_Requirement_
Continue the patent text on detecting heart valve opening from the point where it stops.

1. Field of the Invention
The present invention relates to an implantable medical device of the type having a valve opening detector for detecting opening of a valve at the left side of the heart.
2. Description of the Prior Art
Impedance measurements for detection of the flow mechanical function of a heart are known in the art.
In U.S. Pat. No. 5,792,194 a transvalvular impedance measurement is disclosed. The measurement is made between an atrium and a ventricle electrode of an implanted electro-catheter to provide information indicative of the mechanical state of the heart. The information may be used to control the pacing rate of a rate responsive pacemaker, or the stimulation intensity self adjustment or the pacing mode switching. The maximum measured impedance is indicative of the tricuspid valve (the valve between the right atrium and the right ventricle) being closed and the minimum measured impedance is indicative of the tricuspid valve being open. In the device disclosed in U.S. Pat. No. 5,792,194 a signal generator generates a square wave of frequency 4 kHz, amplitude 3 volts. A voltage level is detected at one of the electrodes inside the heart and the detected signal is amplified in an amplifier having a gain in region 50 to 200 and filtered in a filter network. The filter network uses a notch filter to reject mains frequency (50 or 60 Hz) and also a low pass filter to reject frequencies exceeding 100 Hz, since the frequencies of the signals of interest being well below that level. In that way noise generated in impedance measurement can be reduced.
Impedance measurement using four poles is disclosed in U.S. Pat. No. 4,730,619 wherein an electrode lead adapted to be inserted into a heart is provided with a first and a second ring electrode and a tip electrode. A measurement current at any one of several frequencies is applied between the pacer can and the tip electrode and the voltage measured between the ring electrodes is proportional to impedance. The measured impedance is used to determine changes in volume of blood in the right ventricle and to determine opening and closing of the pulmonary valve to determine ejection time. The pulmonary valve is the valve between the right ventricle and the pulmonary artery.

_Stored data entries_
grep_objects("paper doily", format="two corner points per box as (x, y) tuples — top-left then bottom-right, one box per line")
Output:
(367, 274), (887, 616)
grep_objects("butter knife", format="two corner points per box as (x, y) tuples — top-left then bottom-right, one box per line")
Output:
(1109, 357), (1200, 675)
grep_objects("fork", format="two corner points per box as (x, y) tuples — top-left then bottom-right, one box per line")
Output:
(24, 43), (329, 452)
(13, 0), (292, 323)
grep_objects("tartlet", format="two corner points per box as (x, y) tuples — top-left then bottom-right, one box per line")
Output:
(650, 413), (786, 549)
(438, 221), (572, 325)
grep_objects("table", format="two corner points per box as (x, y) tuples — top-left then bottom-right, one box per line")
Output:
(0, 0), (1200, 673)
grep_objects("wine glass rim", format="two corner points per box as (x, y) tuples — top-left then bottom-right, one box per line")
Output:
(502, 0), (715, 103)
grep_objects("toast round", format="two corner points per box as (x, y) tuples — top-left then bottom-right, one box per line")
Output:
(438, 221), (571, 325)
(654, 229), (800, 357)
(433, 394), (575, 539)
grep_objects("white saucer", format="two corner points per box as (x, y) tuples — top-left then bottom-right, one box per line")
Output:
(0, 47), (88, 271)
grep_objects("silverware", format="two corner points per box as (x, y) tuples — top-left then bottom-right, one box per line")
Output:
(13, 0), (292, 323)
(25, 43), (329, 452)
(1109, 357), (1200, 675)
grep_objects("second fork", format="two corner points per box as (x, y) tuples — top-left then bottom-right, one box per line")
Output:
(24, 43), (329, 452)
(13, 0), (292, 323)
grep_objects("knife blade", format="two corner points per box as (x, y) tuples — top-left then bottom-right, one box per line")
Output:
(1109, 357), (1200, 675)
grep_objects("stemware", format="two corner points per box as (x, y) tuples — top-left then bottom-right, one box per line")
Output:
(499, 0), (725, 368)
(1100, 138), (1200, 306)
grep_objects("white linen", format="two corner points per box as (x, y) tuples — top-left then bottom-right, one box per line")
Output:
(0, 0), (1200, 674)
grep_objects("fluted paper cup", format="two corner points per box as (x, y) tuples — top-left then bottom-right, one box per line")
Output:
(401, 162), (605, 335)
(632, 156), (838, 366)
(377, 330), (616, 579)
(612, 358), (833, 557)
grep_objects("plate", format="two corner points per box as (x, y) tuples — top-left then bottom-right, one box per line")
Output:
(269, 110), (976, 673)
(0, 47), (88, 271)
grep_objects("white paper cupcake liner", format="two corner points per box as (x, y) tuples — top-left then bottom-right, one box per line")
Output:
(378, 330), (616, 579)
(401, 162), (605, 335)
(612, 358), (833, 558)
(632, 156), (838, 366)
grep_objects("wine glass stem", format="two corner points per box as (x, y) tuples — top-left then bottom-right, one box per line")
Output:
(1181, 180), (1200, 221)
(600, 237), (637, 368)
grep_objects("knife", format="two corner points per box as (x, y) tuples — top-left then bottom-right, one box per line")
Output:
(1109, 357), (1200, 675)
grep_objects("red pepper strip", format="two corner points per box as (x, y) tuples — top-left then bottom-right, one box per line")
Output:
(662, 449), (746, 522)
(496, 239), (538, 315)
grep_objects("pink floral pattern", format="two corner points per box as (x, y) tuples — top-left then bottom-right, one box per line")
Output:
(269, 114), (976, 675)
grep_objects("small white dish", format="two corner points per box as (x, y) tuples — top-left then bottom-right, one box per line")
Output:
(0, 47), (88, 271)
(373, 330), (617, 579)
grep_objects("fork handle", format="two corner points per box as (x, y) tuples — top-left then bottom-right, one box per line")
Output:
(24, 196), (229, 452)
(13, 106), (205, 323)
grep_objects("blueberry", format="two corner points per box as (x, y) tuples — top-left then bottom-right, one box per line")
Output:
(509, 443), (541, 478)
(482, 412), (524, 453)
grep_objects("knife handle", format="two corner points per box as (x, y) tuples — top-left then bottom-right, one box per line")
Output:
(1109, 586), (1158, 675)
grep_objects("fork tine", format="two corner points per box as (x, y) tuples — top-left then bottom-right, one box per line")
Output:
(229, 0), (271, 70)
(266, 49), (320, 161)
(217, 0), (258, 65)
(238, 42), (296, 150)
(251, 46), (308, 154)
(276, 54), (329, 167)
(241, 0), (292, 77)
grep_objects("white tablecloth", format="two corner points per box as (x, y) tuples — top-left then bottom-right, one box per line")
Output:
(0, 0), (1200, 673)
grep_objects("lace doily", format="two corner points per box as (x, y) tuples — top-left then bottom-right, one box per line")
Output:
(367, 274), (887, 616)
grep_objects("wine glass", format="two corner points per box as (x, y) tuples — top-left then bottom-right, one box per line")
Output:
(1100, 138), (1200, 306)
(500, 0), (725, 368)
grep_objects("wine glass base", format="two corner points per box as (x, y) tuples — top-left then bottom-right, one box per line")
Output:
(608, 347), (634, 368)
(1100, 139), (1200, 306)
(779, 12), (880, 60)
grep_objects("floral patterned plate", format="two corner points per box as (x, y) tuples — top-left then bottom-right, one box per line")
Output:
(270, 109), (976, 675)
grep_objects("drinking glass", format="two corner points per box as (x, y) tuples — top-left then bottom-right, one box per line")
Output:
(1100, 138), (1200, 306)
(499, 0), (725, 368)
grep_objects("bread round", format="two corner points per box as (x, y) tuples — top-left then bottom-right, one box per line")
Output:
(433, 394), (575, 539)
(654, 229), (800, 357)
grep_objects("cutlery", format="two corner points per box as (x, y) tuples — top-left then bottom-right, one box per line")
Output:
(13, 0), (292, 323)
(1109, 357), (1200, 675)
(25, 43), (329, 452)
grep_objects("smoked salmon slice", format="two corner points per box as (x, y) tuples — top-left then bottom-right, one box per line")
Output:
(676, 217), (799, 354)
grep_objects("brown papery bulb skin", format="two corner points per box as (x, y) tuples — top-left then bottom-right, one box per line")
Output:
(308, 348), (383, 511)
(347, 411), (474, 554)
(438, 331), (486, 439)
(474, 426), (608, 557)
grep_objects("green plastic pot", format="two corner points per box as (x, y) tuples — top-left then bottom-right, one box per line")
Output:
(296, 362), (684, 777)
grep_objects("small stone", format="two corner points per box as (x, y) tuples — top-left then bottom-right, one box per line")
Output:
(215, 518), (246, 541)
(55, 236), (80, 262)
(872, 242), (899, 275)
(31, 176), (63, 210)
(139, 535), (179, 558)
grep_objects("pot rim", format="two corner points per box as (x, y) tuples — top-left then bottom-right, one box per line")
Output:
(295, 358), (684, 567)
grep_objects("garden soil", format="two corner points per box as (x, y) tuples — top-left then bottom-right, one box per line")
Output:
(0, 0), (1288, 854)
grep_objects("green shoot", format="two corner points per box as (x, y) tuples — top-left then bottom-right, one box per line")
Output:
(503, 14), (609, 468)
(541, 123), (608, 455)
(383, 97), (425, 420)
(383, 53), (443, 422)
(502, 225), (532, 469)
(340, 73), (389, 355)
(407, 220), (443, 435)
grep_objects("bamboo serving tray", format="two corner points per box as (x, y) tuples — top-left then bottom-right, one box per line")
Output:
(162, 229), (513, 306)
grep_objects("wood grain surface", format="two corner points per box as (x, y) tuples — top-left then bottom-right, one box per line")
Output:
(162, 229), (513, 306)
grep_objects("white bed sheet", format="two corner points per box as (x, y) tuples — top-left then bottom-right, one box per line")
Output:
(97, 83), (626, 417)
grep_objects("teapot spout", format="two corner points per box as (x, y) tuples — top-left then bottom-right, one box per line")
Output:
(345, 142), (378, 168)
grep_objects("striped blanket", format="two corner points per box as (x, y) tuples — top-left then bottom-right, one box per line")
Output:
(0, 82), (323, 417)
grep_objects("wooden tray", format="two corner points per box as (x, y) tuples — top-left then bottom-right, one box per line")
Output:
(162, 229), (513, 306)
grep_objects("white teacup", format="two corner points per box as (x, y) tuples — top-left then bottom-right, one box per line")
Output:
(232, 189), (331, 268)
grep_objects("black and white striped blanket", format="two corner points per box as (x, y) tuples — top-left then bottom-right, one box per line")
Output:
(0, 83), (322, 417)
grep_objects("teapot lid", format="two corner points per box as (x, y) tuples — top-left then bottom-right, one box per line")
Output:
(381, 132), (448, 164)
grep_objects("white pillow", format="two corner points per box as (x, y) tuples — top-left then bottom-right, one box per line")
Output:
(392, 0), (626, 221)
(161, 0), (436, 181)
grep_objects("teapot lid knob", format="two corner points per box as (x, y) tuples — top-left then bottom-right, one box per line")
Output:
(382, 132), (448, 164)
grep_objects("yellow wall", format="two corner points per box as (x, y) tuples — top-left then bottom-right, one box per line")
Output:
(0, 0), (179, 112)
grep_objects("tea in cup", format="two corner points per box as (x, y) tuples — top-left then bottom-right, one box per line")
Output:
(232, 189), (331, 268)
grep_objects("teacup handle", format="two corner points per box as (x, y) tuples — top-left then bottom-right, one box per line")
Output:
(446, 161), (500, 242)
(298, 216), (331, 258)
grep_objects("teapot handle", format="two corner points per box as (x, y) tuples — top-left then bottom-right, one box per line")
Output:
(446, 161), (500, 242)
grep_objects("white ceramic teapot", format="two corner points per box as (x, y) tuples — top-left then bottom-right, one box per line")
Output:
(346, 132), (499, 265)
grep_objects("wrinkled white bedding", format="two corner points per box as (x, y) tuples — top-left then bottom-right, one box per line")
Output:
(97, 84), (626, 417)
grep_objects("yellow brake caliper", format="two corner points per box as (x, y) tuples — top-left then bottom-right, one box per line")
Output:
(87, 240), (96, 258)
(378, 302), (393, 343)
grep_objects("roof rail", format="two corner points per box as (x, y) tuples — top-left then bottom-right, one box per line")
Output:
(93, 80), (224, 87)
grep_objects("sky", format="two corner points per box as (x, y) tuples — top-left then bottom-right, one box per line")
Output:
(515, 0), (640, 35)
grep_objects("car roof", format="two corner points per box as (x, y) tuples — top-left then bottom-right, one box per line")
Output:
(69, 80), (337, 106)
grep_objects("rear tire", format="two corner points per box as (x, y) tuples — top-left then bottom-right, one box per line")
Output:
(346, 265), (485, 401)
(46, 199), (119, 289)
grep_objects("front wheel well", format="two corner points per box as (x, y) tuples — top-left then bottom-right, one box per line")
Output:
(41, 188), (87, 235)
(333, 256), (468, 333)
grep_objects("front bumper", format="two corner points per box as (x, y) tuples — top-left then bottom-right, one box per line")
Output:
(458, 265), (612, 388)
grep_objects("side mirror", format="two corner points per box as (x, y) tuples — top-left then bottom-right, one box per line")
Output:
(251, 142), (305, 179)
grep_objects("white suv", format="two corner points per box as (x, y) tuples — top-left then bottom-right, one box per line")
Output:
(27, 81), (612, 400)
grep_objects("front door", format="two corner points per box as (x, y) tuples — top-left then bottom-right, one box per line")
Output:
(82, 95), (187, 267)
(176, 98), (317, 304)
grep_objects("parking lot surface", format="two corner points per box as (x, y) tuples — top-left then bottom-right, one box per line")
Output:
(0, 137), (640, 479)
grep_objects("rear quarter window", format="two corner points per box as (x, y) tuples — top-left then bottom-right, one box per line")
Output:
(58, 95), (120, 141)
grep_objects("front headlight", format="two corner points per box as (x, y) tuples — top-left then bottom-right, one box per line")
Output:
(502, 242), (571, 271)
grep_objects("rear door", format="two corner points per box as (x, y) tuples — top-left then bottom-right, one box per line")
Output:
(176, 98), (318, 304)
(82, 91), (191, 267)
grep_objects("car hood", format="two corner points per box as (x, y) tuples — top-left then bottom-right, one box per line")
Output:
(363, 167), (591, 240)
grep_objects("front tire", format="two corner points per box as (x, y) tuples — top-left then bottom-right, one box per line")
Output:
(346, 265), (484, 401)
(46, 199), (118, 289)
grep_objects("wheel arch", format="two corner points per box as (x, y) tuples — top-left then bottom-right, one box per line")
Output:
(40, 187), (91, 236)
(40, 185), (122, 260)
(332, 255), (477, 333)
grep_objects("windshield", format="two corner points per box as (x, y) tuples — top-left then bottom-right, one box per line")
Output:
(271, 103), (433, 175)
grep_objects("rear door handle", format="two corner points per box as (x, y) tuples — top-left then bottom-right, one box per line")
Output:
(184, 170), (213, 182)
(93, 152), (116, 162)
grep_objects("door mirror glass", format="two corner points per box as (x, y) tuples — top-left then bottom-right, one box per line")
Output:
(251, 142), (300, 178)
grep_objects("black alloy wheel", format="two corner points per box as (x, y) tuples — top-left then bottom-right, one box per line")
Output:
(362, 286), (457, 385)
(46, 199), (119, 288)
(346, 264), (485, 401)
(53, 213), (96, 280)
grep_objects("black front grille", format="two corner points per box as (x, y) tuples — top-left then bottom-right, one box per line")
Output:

_The answer_
Impedance measurements within a heart may be used to confirm capture, i.e. to confirm that a stimulation pulse applied to heart tissue has caused a heart contraction. U.S. Pat. Nos. 5,737,883 and 5,902,325 both relate to implantable cardiac stimulators provided with capture detection based upon impedance measurements.
Through impedance measurements, blood volume changes are detectable within the area of measurement. Blood has higher conductivity (lower impedance) than myocardial tissue and lungs. The impedance-volume relationship is inverse; the more blood—the smaller the impedance.
In a well functioning heart the left side and the right side of the heart contract more or less simultaneously starting with the contraction of the atria flushing down the blood through the valves separating the atria from the ventricles. In the right side of the heart through the tricuspid valve and in the left side of the heart through the mitral valve. Shortly after the atria contraction the ventricles contract resulting in increasing blood pressure inside the ventricles that first closes the one way valves to the atria and after that forces the outflow valves to open. In the right side of the heart it is the pulmonary valve, that separates the right ventricle from the pulmonary artery that leads blood to the lung to be oxygenated, which is opened. The right side of the heart is termed the low pressure side of the heart since the pressure is several times lower than the pressure in the left side of the heart-termed the high pressure side. In the left side of the heart the aortic valve separates the left ventricle from the aorta that transports blood to the whole body. The outflow valves, the pulmonary valve and the aortic valve, open when the pressure inside the ventricles exceeds the pressure in the pulmonary artery and the aorta, respectively. The ventricles are separated by the intraventricular elastic septum.
The heart is supplied with blood via the left and right coronary arteries having openings close to the aortic valve. The venous blood is returned to the right atrium by the great cardiac vein to the coronary sinus having its opening close to the inferior vena cava.
The measurement device disclosed in U.S. Pat. No. 5,792,194 is adapted to perform measurements in the right side of the heart, the low pressure side of the heart. There is a great interest in making measurements reflecting the hemodynamic of the left side of the heart in order to increase the possibilities to correctly analyze the function of the heart.